Passage provided:
Start of Block

A few years ago, I found myself in such a dark place mentally and spiritually. I felt like a failure. I couldn't measure up to what and who I was supposed to be. I truly thought that my husband and children would be better off without me. I felt like I was more of a hindrance to my husband's ministry than a blessing. I also felt like I was doing everything wrong and "messing up" my children. I remember silently crying myself to sleep at night feeling so defeated, but I kept it all to myself. Not even my husband knew what I was battling inside my mind.
The devil had filled my head with so many lies, and now when I look back, I can't believe I fell for them. I didn't have a relationship with God. I never took the time to really pray and get to know Him. I prayed at church but not really at home. I had gone without a refilling and renewing of His Spirit for a long time. I was trying to be a good person without the help of the Holy Ghost and I couldn't do it. It was draining.
God was so patient with me and I am thankful for His grace and His mercy. He loved me so much, He kept pursuing me. One night, I had a dream. In the dream, someone kept quoting a scripture to me and had me keep repeating it back. When I woke up, I hurried and looked up some of the words before I forgot them. It was Psalms 119:105. "Thy word is a lamp unto my feet, and a light unto my path." The Word of God began to bring light to the darkness I found myself in. I began writing down every lie the enemy had me believing and then writing down every scripture that went against those lies. When a lie would pop up in my mind, I would take out my scriptures and fight back.
The biggest lie I found myself believing was that I was unloved by God. I believed He loved everyone, just not me. I felt unworthy of His love. 1 John 4:19 says "We love him, because he first loved us." It's hard to love someone when you think he doesn't love you back. When I started believing God loved me, my love for Him began to deepen, I began learning to love me, and my love for others also began to grow.
In the vastness of God's creation, who am I? I'm a nobody, yet He loves me. And the Bible says that nothing can separate me from His love. That means that no matter what I have or haven't done, God still loves me. He still loves you. His love is unconditional; it has no requirements or stipulations. However, sin will separate us from Him. Yet He still loves us. In fact, He loved us so much that He put on flesh and died on the cross, so we could be reunited with Him.
"But God, who is rich in mercy, for his great love wherewith he loved us, Even when we were dead in sins, hath quickened us together with Christ, (by grace ye are saved;) And hath raised us up together, and made us sit together in heavenly places in Christ Jesus." Ephesians 2:4-6
There is no greater love than that! God loves you, so stop exempting yourself from His love! Stop exempting yourself from His Word! If He said it, then you can start believing it!

End of Block

Information:
Start of Block

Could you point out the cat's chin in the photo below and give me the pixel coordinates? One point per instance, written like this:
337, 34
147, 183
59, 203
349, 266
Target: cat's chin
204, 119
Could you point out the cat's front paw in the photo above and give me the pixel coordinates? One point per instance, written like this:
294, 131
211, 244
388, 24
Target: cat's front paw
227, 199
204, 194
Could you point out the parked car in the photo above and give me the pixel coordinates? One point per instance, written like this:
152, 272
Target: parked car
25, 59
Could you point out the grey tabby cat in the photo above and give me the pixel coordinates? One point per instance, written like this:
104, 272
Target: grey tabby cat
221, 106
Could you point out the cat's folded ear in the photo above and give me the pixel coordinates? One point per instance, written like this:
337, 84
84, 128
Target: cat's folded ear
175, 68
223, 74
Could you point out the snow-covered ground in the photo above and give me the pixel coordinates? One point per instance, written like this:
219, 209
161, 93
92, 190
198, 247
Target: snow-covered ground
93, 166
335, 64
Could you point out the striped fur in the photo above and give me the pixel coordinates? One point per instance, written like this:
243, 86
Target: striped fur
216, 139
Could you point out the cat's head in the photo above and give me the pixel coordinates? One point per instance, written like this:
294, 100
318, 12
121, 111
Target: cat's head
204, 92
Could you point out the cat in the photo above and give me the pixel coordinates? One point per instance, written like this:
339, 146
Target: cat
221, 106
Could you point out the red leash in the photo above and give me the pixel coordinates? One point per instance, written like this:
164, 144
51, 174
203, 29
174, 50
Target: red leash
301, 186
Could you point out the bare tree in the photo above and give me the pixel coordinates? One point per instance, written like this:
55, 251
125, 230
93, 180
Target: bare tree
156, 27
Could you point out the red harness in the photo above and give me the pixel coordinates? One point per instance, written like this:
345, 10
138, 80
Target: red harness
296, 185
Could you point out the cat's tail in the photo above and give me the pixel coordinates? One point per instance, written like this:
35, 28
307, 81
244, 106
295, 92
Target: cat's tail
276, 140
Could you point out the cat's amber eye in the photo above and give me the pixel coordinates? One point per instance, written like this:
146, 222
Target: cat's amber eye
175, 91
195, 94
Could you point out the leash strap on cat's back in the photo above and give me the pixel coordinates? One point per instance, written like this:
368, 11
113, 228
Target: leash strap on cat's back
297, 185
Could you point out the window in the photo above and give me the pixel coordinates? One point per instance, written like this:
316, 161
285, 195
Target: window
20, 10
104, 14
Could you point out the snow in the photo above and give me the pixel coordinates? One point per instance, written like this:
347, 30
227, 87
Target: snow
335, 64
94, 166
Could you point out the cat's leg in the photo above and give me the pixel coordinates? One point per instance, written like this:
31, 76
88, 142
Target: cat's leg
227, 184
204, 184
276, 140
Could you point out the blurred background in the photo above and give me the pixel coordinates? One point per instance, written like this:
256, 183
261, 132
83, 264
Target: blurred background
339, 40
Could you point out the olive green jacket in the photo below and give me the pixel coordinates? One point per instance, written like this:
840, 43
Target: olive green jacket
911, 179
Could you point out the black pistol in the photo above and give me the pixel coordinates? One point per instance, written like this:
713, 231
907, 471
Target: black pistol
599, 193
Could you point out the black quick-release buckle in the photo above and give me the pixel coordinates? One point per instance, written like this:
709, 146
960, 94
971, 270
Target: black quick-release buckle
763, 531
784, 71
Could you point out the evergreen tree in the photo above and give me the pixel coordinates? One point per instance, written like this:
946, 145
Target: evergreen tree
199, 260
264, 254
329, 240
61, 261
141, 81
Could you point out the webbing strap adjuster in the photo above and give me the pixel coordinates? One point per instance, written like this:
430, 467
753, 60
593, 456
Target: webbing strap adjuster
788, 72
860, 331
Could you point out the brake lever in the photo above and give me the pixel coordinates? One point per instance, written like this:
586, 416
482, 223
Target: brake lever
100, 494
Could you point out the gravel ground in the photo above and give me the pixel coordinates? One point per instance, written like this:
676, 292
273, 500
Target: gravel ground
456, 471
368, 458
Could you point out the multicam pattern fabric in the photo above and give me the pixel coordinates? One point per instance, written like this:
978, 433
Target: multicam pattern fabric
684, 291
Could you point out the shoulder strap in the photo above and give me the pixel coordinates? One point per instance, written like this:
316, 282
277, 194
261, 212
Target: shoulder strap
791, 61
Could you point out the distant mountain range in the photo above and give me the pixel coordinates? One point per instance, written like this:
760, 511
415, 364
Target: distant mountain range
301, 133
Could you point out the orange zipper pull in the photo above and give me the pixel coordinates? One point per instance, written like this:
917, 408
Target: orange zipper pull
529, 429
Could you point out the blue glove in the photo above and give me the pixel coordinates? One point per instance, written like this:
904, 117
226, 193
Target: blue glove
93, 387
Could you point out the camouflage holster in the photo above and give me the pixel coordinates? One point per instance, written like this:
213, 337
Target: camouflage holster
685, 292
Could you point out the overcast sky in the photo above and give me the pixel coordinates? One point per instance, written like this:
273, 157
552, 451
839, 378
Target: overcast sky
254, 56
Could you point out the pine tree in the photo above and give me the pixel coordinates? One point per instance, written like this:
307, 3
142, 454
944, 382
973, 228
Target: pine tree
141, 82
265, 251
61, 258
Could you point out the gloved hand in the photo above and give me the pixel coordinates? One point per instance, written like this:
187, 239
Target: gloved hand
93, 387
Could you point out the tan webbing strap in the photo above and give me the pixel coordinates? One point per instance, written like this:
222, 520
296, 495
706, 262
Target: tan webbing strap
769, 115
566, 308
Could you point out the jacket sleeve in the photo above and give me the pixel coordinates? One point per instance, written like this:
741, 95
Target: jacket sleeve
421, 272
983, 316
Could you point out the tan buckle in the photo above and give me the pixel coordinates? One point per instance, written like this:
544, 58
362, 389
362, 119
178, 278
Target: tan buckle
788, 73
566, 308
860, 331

End of Block

The task:
Please set down, word for word, everything from "In the vastness" down to "reunited with Him." in the text above about God's love.

Worked solution:
In the vastness of God's creation, who am I? I'm a nobody, yet He loves me. And the Bible says that nothing can separate me from His love. That means that no matter what I have or haven't done, God still loves me. He still loves you. His love is unconditional; it has no requirements or stipulations. However, sin will separate us from Him. Yet He still loves us. In fact, He loved us so much that He put on flesh and died on the cross, so we could be reunited with Him.